EXERCISE DIRECTIONS: Change "pin one point per instance" to "mark one point for each instance" in all of the records below and write every line out again with nothing else altered. Omit the pictures.

Collected data:
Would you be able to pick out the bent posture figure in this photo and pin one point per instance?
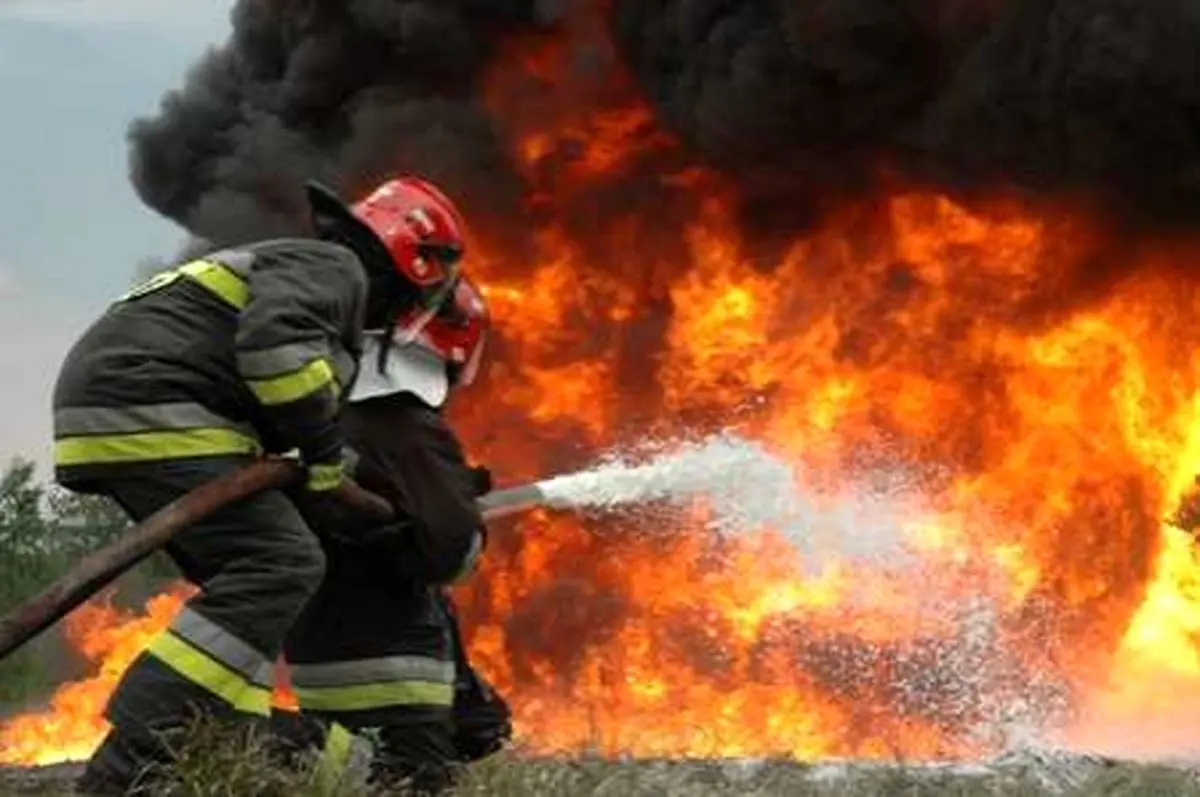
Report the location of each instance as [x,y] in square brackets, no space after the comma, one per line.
[197,371]
[378,648]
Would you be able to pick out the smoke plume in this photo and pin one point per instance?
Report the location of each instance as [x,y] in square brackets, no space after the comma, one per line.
[803,102]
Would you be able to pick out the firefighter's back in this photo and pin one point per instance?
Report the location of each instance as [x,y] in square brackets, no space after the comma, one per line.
[156,377]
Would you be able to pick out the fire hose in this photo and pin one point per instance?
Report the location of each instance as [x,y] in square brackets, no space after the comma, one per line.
[100,568]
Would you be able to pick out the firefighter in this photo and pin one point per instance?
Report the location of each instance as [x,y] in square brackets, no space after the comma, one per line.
[378,648]
[198,371]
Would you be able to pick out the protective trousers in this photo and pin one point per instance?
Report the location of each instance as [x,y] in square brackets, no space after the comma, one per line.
[378,655]
[257,563]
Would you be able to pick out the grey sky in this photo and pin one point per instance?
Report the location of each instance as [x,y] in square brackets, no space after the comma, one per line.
[73,73]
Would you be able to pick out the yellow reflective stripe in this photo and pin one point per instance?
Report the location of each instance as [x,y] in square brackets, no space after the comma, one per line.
[324,477]
[334,760]
[227,684]
[137,447]
[375,695]
[220,280]
[295,385]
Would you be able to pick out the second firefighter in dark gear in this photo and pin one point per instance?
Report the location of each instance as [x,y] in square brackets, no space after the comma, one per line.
[378,648]
[201,370]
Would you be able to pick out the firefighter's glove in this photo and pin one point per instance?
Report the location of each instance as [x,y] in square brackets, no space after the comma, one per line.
[323,475]
[481,480]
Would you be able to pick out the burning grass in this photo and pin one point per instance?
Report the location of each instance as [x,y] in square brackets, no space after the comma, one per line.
[1026,774]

EXERCISE RESULT:
Would you be able to pick out the bent posture figure in this photo and mark one point for each instance?
Report the location of each instance as [x,y] in square brackets, no space after the comma, one per line.
[197,371]
[378,648]
Would you be able to pick out the smoke plume in this photo and mark one point for each instance?
Report the location of each instance as [x,y] in square brackets, no space after the comma, one per line.
[803,102]
Would you be able to pick out the firefighter's back in this photo and mark one point for each instance?
Report the location of each instance as [x,y] in square brackets, no space after the comma, one per line.
[156,377]
Would you be able to pick out the fire hose in this photo and mark one point for each instance?
Report the location of each instance as [x,y] in square brackets, no space after the comma, one per line.
[100,568]
Would you be able to pick out the firefighter in this photo and mark one point for each instance?
Report the location of each instance as [x,y] in square brackets, no space after the comma, one per line.
[378,648]
[198,371]
Would you be able to pick out the protective trousers in this photo and mark one point for each instance?
Report the location of each instance as [x,y] in square brackets, no space after the comma, one per line.
[378,655]
[257,563]
Would you be able to pick out the grey sky in this photo and mark one point for each instance?
Report the location of each instance as [x,y] in square brackets, no space after the comma, one per line.
[73,73]
Would you be able to pick out the yellow reflective stripe in this photo and mark one point for each instance?
Report the location of each instance as [x,y] in square brackets, no space after the comma, one per line.
[324,477]
[334,760]
[227,684]
[137,447]
[375,695]
[220,280]
[295,385]
Would you be able to pick out the second firefighter in dark gear in this photo and mark one point for each instance?
Report the location of each instance as [x,y] in square brackets, no space after the comma, one per line.
[378,648]
[201,370]
Would you be able to pick out the firefighter's glove in this photo and mark one point for each instance?
Report the location of each instance as [x,y] in square brackets, no space after the comma, one per line.
[323,475]
[481,480]
Would you be able to pick out the burning grass in this photo and mark one point for each instance?
Report the location of each instance as [x,y] in square brackets, no space after the comma, one per line.
[1026,774]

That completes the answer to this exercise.